Work to complete
An exact copy of every record, without the pictures, is what should come back.
:::::
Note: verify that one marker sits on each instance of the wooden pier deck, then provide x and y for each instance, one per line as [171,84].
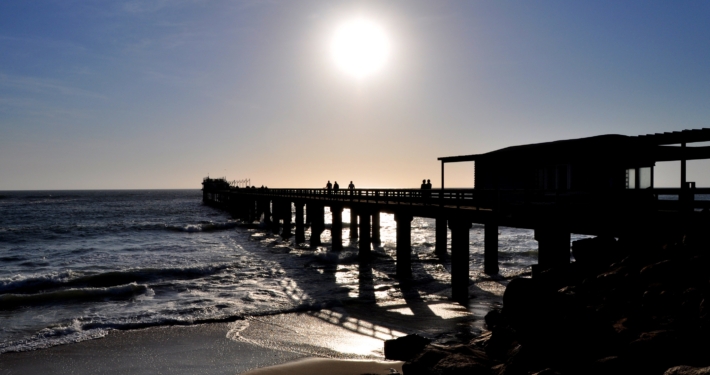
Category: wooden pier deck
[553,215]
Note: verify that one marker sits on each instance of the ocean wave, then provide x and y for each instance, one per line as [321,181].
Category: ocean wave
[70,279]
[34,229]
[202,227]
[12,301]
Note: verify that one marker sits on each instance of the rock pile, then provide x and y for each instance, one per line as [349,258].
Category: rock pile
[624,307]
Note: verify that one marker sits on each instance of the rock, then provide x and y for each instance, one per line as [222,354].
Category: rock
[687,370]
[595,252]
[406,347]
[456,364]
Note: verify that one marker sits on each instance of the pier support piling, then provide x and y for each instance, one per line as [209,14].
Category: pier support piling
[275,217]
[353,225]
[441,232]
[300,226]
[365,242]
[459,259]
[490,255]
[376,228]
[286,214]
[266,210]
[336,231]
[553,248]
[316,212]
[404,245]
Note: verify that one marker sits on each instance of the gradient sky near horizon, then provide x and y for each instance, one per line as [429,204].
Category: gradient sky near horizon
[159,94]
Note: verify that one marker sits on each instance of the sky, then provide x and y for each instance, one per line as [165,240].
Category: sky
[159,94]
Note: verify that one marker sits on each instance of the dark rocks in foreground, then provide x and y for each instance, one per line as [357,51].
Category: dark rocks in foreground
[639,309]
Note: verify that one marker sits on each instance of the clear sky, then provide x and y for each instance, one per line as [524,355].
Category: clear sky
[158,94]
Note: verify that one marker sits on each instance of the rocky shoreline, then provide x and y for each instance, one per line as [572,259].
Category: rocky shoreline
[632,306]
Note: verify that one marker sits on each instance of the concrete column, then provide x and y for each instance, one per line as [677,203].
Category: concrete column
[286,214]
[490,255]
[300,227]
[336,231]
[353,224]
[459,259]
[553,246]
[364,245]
[275,216]
[404,245]
[266,209]
[376,228]
[316,213]
[441,232]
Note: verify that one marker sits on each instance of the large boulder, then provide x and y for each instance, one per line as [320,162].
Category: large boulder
[406,347]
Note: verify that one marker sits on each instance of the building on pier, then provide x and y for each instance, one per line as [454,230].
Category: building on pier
[610,161]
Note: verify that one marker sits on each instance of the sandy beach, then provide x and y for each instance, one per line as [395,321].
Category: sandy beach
[341,340]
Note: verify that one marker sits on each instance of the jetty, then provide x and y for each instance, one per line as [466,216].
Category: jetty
[600,186]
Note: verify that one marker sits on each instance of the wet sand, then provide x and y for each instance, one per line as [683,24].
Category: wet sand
[354,333]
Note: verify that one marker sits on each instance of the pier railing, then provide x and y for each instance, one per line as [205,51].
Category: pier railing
[662,199]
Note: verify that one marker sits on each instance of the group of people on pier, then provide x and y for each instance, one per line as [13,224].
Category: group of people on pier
[334,188]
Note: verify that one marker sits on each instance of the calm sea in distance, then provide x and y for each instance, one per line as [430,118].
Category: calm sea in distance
[75,265]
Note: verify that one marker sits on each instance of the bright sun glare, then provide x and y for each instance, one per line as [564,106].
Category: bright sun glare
[360,48]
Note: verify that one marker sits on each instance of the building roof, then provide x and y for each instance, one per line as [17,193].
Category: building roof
[610,147]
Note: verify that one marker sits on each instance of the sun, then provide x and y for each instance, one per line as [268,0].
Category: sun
[360,48]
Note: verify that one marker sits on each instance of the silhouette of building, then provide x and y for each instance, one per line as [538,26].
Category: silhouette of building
[602,162]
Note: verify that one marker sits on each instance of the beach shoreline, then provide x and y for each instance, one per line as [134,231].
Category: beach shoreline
[352,333]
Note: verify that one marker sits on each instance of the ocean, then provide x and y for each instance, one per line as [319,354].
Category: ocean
[75,265]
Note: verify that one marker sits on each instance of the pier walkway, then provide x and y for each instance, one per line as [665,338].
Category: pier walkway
[553,215]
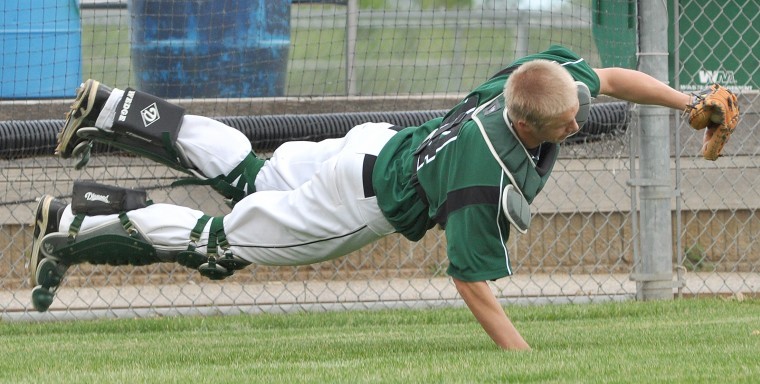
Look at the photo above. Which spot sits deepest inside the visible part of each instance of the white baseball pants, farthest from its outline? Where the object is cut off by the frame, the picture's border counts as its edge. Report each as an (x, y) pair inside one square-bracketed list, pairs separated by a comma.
[(309, 205)]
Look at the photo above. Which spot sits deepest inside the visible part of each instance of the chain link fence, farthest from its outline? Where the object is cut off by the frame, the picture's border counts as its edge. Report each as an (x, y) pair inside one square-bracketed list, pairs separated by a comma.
[(582, 245)]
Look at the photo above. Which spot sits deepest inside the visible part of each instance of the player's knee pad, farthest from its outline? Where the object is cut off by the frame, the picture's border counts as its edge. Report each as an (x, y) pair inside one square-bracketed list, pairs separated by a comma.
[(115, 243)]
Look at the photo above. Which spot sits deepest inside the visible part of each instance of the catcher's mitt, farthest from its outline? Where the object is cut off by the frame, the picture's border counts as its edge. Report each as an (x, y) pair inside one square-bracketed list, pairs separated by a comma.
[(716, 109)]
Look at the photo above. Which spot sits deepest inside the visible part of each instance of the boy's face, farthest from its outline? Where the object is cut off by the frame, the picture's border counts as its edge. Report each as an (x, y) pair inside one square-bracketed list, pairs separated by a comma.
[(559, 128)]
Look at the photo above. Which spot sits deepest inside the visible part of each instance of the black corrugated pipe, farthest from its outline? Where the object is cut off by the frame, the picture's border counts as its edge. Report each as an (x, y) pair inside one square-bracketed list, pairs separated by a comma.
[(29, 138)]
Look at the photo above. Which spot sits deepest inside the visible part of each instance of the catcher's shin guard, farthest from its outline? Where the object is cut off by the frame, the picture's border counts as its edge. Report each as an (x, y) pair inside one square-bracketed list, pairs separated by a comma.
[(144, 125)]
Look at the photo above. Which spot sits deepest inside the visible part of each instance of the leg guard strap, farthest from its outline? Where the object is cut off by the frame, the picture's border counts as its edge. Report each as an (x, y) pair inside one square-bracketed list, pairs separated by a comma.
[(112, 244), (238, 184)]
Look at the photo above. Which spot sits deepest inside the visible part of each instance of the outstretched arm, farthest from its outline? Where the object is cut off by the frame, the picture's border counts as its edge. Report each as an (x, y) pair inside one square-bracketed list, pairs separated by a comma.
[(483, 304), (639, 88)]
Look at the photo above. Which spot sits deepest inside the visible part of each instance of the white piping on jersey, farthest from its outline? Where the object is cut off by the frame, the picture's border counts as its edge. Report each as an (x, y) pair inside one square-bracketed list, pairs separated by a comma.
[(571, 62), (501, 237), (427, 159), (490, 145)]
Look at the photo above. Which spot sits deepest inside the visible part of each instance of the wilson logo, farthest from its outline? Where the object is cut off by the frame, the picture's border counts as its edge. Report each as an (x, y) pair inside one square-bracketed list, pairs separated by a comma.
:::::
Exercise solution
Note: verify that one marker sits on each instance of the wooden pier deck, then provide x and y for each instance, one per line as [171,84].
Category: wooden pier deck
[553,215]
Note: verify that one marker sits on each instance of the ocean wave, then provide x and y for each instance, one per line as [321,181].
Category: ocean wave
[70,279]
[34,229]
[202,227]
[12,301]
Note: verify that one marker sits on each instance of the rock pile, then provide x and y for each instance, one per line as [349,258].
Category: rock pile
[624,307]
Note: verify that one marker sits on each instance of the rock, then provide x and y for each instance, one per line as [222,354].
Category: rock
[687,370]
[595,252]
[406,347]
[456,364]
Note: verify that one marker sits on each instance of the pier support piling, then provide x and y for each instance, one per line as [209,14].
Category: pier support piling
[275,217]
[353,225]
[441,232]
[300,226]
[365,242]
[459,259]
[490,255]
[376,228]
[286,214]
[266,210]
[336,231]
[553,248]
[316,212]
[404,245]
Note: verify that one marker sits on each instance of the gradient sky near horizon, then provide x and y for each instance, one per line as [429,204].
Category: gradient sky near horizon
[159,94]
Note: verify that one marker sits on each instance of the sky, then provide x and y for each instance, one per line as [165,240].
Category: sky
[159,94]
Note: verify that one marker sits on each instance of the dark rocks in foreground, then provide x and y for each instance, one per line as [357,51].
Category: dark rocks in foreground
[639,309]
Note: verify that one marker sits on each instance of the clear sky, then provide x and y for each instance, one per line as [524,355].
Category: clear sky
[158,94]
Note: verify that one marker sits on each instance of the rocky shoreline, then provide x and y for each instance, one per line as [572,259].
Category: rocky shoreline
[632,306]
Note: verify that one marker sits on each instance of the concrete column, then provide x and y for each instance, one per line as [677,203].
Category: concrete column
[286,214]
[490,255]
[300,227]
[336,231]
[353,224]
[459,259]
[553,246]
[364,245]
[275,216]
[404,245]
[266,209]
[376,228]
[316,213]
[441,232]
Note: verify that one marker sits on each instance of the large boulder, then provide x and y for each instance, one per line as [320,162].
Category: large boulder
[406,347]
Note: verify that one marker sits on each instance of the building on pier, then provide x and y for each instance, one per line as [454,230].
Category: building on pier
[610,161]
Note: verify that one marker sits on each instance of the sandy beach, then provide x and y for each instance, one per line as [395,321].
Category: sandy beach
[341,340]
Note: verify that one marker sits on each instance of the jetty, then provide x and y for each instance, one per line as [466,216].
Category: jetty
[600,186]
Note: verify that one marker sits on each instance of the wet sand, then provide x and y for each instance, one per line as [683,24].
Category: wet sand
[354,333]
Note: verify that one marker sits on each instance of the pier railing, then provide x and y for each instance, one per line as [205,51].
Category: pier railing
[662,199]
Note: verify that one marker sits on each instance of the group of people on pier, then provide x and y for each instance, one per line as [13,224].
Category: group of people on pier
[334,188]
Note: verify that one marker sits on each instance of the calm sea in distance, then provide x and y for each instance, one per line as [430,118].
Category: calm sea in distance
[75,265]
Note: verify that one marker sits on each instance of the bright sun glare, then provide x and y for each instance, one per line as [564,106].
Category: bright sun glare
[360,48]
Note: verify that one marker sits on each instance of the building roof, then provide x and y for each instance, one per line as [17,193].
Category: building roof
[610,147]
Note: verify that one marker sits on each instance of the sun, then provide x and y for each instance, one per line as [268,0].
Category: sun
[360,48]
Note: verify that one marker sits on each instance of the silhouette of building, then provide x and y for each instance, one per line as [538,26].
Category: silhouette of building
[602,162]
Note: verify that one marker sits on each instance of the beach shoreline, then provide x and y for each instance, one per line as [134,231].
Category: beach shoreline
[352,333]
Note: verify that one marker sits on each instance of the ocean, then provide x and y for each instance, one per line as [319,354].
Category: ocean
[75,265]
Note: verify that one marker sits on each instance of the pier walkway, then provide x and y for each instance, one per line as [665,338].
Category: pier walkway
[553,215]
Look at the photo above. Which spot sits deepest inside the visible part of each instance of the white baseball pants, farthest from its outline? Where the object is cut off by the frame, the picture's border counts as its edge. Report each as an (x, y) pair inside one square-bracketed list, pairs separated by a comma.
[(309, 205)]
Look at the photo above. Which spot sits deepest inside the visible part of each instance of the chain link fence, farthest from its outline? Where the object is cut off by the frame, the picture's border counts as its edge. Report each as an (x, y) pair inside one square-bracketed list, pairs separated by a comma.
[(582, 245)]
Look at the photo above. Which spot sits deepest inside the visible part of each instance of the player's knee pad, farthest from its outline? Where the object is cut off by the frame, the picture's border counts as its edge. Report each as an (x, y) pair inside one square-bracketed list, pairs separated by a comma.
[(115, 243)]
Look at the photo above. Which spot sits deepest inside the visible part of each instance of the catcher's mitt, farthest from its outline? Where the object is cut off by the frame, the picture's border counts as its edge. Report each as an (x, y) pair inside one square-bracketed list, pairs separated by a comma.
[(716, 109)]
Look at the photo above. Which spot sits deepest inside the visible part of each instance of the boy's face, farthest from its outline? Where the object is cut off by the frame, the picture's border counts as its edge. Report each as an (x, y) pair inside one square-bracketed list, pairs separated by a comma.
[(559, 128)]
Look at the photo above. Which spot sits deepest inside the visible part of each instance of the black corrugated pipe, farthest from its outline? Where the object is cut off by the frame, the picture's border counts as its edge. Report each as an (x, y) pair inside one square-bracketed list, pairs separated by a comma.
[(29, 138)]
Look at the photo above. Which spot sits deepest inside the visible part of each instance of the catcher's shin guard, farthest from its outline? Where the object is cut off by the frame, the picture's border counts as its edge. Report each as an (x, y) pair inside one square-bracketed list, pairs separated by a comma.
[(144, 125)]
Look at the photo above. Which spot sits deepest inside the visible part of each instance of the leg guard strap, farthest from its outline? Where the object is cut off by the frame, the picture's border counts as its edge. Report each as an (x, y) pair inside one square-bracketed list, pairs separated by a comma.
[(112, 244), (238, 184)]
Look at the photo above. Which spot sits deepest inside the visible part of each instance of the outstretched arm, farthest from its outline? Where the object is cut off by the frame, the picture's border counts as its edge. Report each as an (x, y) pair inside one square-bracketed list, pairs separated by a comma.
[(483, 304), (639, 88)]
Look at the photo above. Which spot sits deepest inside the visible part of each instance of the white piping on jersey, farthest from its outline? Where the object is cut off by the frame, the picture's border counts as its edge. Report each as an (x, y) pair inside one square-bracketed list, pairs separated by a comma.
[(571, 62), (501, 237), (427, 159), (490, 145)]
Look at the photo above. Which spot sits deepest inside the visible part of each instance of the wilson logo, farthest from its outline? Where the object is cut off by the frame, the picture's border counts as its edge. Report each as an (x, y) pair inside one square-bracketed list, pairs separated by a comma.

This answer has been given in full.